### [Document section]
+--
A curious time in music, the Mo Wax label was very retro influenced, a lot of 60s/70s film music samples in there, DJ shadows 'Endtroducing' must be the stand out record. Looking back alot of it sounds a bit tame now compared to the fierce techno coming out of Europe and the US at the time. Me and my mates were fans though back in the day. My faves were DJ Krush, as someone else mentioned the Dr Octagon remix LP from '96, and Palm skin productions, whoever they were! There were also other labels putting out the trip hop sound, 'cup of tea' records from Bristol is rather indicative of the genres attitude...........
 
A curious time in music, the Mo Wax label was very retro influenced, a lot of 60s/70s film music samples in there, DJ shadows 'Endtroducing' must be the stand out record. Looking back alot of it sounds a bit tame now compared to the fierce techno coming out of Europe and the US at the time. Me and my mates were fans though back in the day. My faves were DJ Krush, as someone else mentioned the Dr Octagon remix LP from '96, and Palm skin productions, whoever they were! There were also other labels putting out the trip hop sound, 'cup of tea' records from Bristol is rather indicative of the genres attitude...........
 
A curious time in music, the Mo Wax label was very retro influenced, a lot of 60s/70s film music samples in there, DJ shadows 'Endtroducing' must be the stand out record. Looking back alot of it sounds a bit tame now compared to the fierce techno coming out of Europe and the US at the time. Me and my mates were fans though back in the day. My faves were DJ Krush, as someone else mentioned the Dr Octagon remix LP from '96, and Palm skin productions, whoever they were! There were also other labels putting out the trip hop sound, 'cup of tea' records from Bristol is rather indicative of the genres attitude...........
Yes these artists are true pioneers. Really love their stuff. Plus will check out cup of tea records. Anything from Bristol is always worth a listen.
 
We got to five pages of posts, with nobody mentioning a French act? A travesty (and no, I'm not French).

First, one of the earliest trip-hoppers, DJ Cam:

Wax Tailor:

Degiheugi:

..if you like to venture a little off the beaten track, try Onra:

... and if you want your head messed with, he has another album, "Nobody Has To Know", which is what you get when you sample your loops from cheesy 1980's synth-rock instead of 1950s Jazz and Motown soul.
 
^^^^ I will skip the 60's ham jazz of DJ Cam, but the others, I shall investigate further.

The hassle is getting to be the time this thread takes to load because of the numbers of links to YouTube...……………..

Some great music though :)
 
We got to five pages of posts, with nobody mentioning a French act? A travesty (and no, I'm not French).

First, one of the earliest trip-hoppers, DJ Cam:

Wax Tailor:

Degiheugi:

..if you like to venture a little off the beaten track, try Onra:

... and if you want your head messed with, he has another album, "Nobody Has To Know", which is what you get when you sample your loops from cheesy 1980's synth-rock instead of 1950s Jazz and Motown soul.
Thanks for these. I'm really liking them. DJ Cam is great. I have found more tracks from him, and I can see why you are shocked that he hasn't been mentioned. He really is a significant artist in the development of trip hop.
+--
(Object point labels)
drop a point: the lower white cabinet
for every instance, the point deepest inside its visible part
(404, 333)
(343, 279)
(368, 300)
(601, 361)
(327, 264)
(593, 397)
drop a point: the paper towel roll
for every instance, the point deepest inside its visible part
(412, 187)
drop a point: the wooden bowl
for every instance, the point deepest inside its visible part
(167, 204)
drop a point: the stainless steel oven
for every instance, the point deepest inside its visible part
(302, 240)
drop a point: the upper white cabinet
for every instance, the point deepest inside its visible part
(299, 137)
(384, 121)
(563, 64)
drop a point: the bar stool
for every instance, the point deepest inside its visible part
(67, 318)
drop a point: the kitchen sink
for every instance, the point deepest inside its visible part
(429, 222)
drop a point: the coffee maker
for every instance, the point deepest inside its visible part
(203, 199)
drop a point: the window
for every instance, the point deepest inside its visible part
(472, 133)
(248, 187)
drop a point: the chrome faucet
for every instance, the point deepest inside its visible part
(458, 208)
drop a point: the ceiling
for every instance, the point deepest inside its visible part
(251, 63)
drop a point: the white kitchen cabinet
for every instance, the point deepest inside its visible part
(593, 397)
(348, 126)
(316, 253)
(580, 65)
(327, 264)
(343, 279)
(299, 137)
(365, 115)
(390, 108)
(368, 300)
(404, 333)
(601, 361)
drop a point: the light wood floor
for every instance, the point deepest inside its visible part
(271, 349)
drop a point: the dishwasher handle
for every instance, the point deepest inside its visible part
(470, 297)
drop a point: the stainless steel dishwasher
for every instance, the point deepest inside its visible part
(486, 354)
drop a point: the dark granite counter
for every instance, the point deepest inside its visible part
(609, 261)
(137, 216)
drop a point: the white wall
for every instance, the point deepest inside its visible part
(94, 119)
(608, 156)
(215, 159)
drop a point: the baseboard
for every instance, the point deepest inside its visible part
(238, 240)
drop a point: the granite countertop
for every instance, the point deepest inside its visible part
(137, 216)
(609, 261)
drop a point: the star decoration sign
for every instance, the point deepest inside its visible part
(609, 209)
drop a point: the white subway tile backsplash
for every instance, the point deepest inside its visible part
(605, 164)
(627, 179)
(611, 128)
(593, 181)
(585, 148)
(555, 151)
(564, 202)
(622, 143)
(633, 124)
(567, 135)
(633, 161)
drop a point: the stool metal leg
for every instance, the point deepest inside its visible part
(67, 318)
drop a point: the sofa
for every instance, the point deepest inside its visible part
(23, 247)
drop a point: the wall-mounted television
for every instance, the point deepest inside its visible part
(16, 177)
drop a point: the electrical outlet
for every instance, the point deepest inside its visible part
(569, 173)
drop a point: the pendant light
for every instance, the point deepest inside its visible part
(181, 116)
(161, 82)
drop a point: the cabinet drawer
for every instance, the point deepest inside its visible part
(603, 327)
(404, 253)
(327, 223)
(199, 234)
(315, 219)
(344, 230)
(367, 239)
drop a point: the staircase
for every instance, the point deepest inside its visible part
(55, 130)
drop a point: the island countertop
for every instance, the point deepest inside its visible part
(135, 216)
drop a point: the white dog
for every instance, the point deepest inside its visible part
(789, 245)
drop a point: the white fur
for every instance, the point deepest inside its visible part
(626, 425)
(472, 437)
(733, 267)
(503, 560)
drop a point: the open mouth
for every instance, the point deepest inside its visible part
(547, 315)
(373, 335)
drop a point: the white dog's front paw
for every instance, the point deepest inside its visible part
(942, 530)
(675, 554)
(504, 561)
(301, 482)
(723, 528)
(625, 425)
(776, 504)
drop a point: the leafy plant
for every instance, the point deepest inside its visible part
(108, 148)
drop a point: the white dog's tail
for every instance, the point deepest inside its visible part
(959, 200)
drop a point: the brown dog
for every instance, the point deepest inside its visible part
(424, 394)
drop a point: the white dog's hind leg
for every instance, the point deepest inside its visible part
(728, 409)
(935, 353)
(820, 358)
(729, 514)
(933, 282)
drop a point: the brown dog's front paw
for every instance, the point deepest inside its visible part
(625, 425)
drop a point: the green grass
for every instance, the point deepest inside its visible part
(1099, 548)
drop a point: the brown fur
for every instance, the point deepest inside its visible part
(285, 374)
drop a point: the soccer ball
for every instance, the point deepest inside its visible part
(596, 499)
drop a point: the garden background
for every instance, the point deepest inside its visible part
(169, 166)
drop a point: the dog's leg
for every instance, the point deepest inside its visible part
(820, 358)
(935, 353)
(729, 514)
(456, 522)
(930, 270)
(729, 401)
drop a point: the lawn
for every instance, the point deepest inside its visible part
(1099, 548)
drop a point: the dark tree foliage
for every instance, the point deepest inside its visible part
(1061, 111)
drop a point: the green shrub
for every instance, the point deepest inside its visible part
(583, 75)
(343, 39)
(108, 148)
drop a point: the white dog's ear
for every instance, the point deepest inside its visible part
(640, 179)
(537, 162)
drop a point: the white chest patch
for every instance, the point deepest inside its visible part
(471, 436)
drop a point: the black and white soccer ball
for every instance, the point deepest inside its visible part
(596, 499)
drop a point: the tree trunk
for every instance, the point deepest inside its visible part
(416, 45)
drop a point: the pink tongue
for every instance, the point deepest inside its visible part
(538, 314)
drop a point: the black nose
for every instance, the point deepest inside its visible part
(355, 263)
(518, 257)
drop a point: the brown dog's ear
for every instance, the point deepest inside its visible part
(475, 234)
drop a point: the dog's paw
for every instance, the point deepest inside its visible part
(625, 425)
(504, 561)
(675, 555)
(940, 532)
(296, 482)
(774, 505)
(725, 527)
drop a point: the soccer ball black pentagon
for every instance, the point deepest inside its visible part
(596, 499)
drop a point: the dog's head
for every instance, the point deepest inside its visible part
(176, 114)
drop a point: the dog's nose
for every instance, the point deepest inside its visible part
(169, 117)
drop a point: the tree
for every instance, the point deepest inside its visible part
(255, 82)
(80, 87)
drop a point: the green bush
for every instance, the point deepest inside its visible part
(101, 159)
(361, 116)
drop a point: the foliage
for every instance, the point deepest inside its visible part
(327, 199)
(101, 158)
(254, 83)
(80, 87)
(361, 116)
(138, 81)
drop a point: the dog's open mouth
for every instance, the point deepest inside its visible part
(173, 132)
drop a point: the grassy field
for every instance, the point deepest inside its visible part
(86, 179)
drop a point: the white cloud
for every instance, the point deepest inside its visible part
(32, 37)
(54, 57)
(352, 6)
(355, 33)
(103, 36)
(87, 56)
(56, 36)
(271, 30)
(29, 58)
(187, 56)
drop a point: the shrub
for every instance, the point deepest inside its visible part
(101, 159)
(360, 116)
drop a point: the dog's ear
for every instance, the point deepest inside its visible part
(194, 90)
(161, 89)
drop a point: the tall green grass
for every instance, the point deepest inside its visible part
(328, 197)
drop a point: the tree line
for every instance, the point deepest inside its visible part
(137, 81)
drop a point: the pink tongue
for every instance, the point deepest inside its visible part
+--
### [Directions for this task]
Rewrite the trip hop forum thread from "Some great music" to "of trip hop.", putting "scandal" in place of "travesty".

### [Reply to the exercise]
Some great music though :)
 
We got to five pages of posts, with nobody mentioning a French act? A scandal (and no, I'm not French).

First, one of the earliest trip-hoppers, DJ Cam:

Wax Tailor:

Degiheugi:

..if you like to venture a little off the beaten track, try Onra:

... and if you want your head messed with, he has another album, "Nobody Has To Know", which is what you get when you sample your loops from cheesy 1980's synth-rock instead of 1950s Jazz and Motown soul.
Thanks for these. I'm really liking them. DJ Cam is great. I have found more tracks from him, and I can see why you are shocked that he hasn't been mentioned. He really is a significant artist in the development of trip hop.